▶ Problem to work on: Turn every line of the entries below into a numbered list, omitting any blank lines.

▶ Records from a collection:
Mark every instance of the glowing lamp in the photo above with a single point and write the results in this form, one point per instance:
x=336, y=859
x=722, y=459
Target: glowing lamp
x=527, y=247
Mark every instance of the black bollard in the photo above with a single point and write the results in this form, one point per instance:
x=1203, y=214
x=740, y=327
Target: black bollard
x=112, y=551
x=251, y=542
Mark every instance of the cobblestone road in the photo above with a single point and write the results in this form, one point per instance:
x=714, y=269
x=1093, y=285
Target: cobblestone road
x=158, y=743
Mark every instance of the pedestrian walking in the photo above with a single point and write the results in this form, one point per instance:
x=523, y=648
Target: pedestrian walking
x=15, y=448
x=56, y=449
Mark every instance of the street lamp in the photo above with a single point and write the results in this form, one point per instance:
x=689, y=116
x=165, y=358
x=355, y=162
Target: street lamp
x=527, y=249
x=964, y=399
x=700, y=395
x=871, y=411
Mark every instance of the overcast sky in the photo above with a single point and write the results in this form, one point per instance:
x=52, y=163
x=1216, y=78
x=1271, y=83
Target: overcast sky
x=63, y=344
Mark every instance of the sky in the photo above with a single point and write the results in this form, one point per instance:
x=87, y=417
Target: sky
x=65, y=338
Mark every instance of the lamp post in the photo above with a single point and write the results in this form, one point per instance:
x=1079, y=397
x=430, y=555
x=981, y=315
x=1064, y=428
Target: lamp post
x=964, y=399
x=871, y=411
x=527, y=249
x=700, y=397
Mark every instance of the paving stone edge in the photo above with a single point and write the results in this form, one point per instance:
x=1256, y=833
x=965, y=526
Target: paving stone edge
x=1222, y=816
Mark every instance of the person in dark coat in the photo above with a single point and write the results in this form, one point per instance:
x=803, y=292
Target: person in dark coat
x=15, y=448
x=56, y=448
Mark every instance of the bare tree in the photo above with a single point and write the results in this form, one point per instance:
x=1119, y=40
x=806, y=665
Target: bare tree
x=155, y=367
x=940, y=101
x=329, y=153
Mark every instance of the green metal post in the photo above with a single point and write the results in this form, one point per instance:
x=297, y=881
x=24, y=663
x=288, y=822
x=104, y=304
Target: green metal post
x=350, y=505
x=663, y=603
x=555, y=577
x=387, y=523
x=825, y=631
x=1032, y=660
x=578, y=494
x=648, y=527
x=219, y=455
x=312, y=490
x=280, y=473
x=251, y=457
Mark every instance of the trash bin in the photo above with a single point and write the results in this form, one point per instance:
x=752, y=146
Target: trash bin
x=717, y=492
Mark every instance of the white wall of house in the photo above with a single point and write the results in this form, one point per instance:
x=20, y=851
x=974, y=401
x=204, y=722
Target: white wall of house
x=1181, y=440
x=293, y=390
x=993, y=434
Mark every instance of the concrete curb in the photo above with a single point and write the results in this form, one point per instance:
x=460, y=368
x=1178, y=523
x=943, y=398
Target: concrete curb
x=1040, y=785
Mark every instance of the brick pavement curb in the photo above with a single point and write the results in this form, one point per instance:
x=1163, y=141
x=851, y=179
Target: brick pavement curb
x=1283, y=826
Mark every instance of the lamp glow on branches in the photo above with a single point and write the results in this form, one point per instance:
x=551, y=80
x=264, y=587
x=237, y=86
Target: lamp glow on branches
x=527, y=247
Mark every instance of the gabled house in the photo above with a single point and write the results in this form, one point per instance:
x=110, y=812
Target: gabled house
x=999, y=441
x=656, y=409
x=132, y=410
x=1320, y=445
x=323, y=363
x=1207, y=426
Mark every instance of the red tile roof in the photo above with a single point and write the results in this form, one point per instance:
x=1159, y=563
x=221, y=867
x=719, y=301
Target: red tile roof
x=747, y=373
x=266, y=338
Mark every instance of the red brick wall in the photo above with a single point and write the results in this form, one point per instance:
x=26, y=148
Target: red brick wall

▶ Complete output:
1. Mark every instance of the glowing lamp in the photo above with a single point and write the results in this form, one point per instance:
2. x=336, y=859
3. x=722, y=459
4. Target: glowing lamp
5. x=527, y=247
6. Mark every instance of the black bollard in the photo above with a single point and write the results in this form, one point per instance:
7. x=1203, y=214
8. x=740, y=327
9. Target: black bollard
10. x=112, y=551
11. x=251, y=542
12. Mark every instance of the cobblestone road in the photo above with a single point and write the results in this form, one point per instance:
13. x=714, y=269
14. x=1093, y=285
15. Target: cobblestone road
16. x=158, y=743
17. Mark every instance of the pedestrian walking in the photo above with a single point and write the results in this form, one point per instance:
18. x=523, y=648
19. Target: pedestrian walking
20. x=15, y=448
21. x=56, y=449
22. Mark every instance of the street lamp in the photo above with a single point and write the results in this form, one point per instance:
23. x=689, y=116
24. x=165, y=358
25. x=355, y=162
26. Target: street lamp
27. x=527, y=249
28. x=964, y=399
29. x=700, y=395
30. x=871, y=411
31. Mark every instance of the overcast sky in the photo above with a single point and write the results in this form, one point per instance:
32. x=52, y=163
33. x=1216, y=78
34. x=1271, y=83
35. Target: overcast sky
36. x=63, y=344
37. Mark every instance of the sky in the photo above with a single point and write the results in this form, one point per instance:
38. x=87, y=417
39. Target: sky
40. x=65, y=338
41. Mark every instance of the lamp post in the photo above with a single point and write the results in this form, one point per instance:
42. x=1079, y=397
43. x=430, y=555
44. x=981, y=315
45. x=1064, y=428
46. Target: lamp post
47. x=964, y=399
48. x=871, y=411
49. x=527, y=249
50. x=700, y=397
51. Mark every instance of the paving stone edge in the photo above with a single point and write the results in this form, one point per instance:
52. x=1256, y=833
53. x=965, y=526
54. Target: paving stone edge
55. x=1222, y=816
56. Mark every instance of the person in dark coat in the photo above with a single point and write the results in this form, one point per instance:
57. x=803, y=292
58. Target: person in dark coat
59. x=15, y=448
60. x=56, y=448
61. Mark every instance of the bare tree in the photo above with a single point and write the results in this form, one point per instance:
62. x=1119, y=40
63. x=806, y=665
64. Target: bare tree
65. x=155, y=367
66. x=940, y=101
67. x=329, y=153
68. Mark every instance of the green metal post in the photo above with a single point and write the results in this form, one point per instance:
69. x=297, y=881
70. x=24, y=663
71. x=288, y=822
72. x=104, y=304
73. Target: green metal post
74. x=350, y=505
75. x=663, y=603
76. x=555, y=577
77. x=387, y=523
78. x=825, y=631
79. x=1032, y=660
80. x=578, y=494
81. x=648, y=527
82. x=219, y=455
83. x=312, y=490
84. x=280, y=473
85. x=251, y=457
86. Mark every instance of the trash bin in the photo above with a single point and write the results in this form, one point per instance:
87. x=752, y=146
88. Target: trash bin
89. x=717, y=492
90. Mark every instance of the white wall of house in the photo above with a single point and write the results in this form, one point per instance:
91. x=20, y=851
92. x=974, y=401
93. x=204, y=722
94. Target: white wall of house
95. x=1181, y=440
96. x=293, y=390
97. x=993, y=434
98. Mark every instance of the concrete curb in the photo above with a single point and write the results in this form, one point per instance:
99. x=460, y=368
100. x=1178, y=523
101. x=943, y=398
102. Target: concrete curb
103. x=1040, y=785
104. Mark every instance of the brick pavement curb in the photo above with a single point and write the results in this form, one point per instance:
105. x=1163, y=141
106. x=851, y=179
107. Target: brick pavement curb
108. x=1283, y=826
109. Mark every instance of the lamp glow on branches in the photo above with a single point and write the results in this form, one point per instance:
110. x=551, y=80
111. x=264, y=587
112. x=237, y=86
113. Target: lamp glow on branches
114. x=527, y=247
115. Mark every instance of the gabled house in the photo above with a single point and write the results in this form, one point per instance:
116. x=110, y=812
117. Target: gabled house
118. x=999, y=441
119. x=656, y=409
120. x=132, y=410
121. x=1320, y=445
122. x=323, y=363
123. x=1207, y=426
124. Mark every instance of the red tile roof in the photo above with a single point and write the results in this form, one point per instance:
125. x=1159, y=563
126. x=221, y=867
127. x=719, y=301
128. Target: red tile roof
129. x=747, y=373
130. x=266, y=338
131. Mark every instance of the red brick wall in the photo above with a single point and write the results in this form, one point per instance:
132. x=26, y=148
133. Target: red brick wall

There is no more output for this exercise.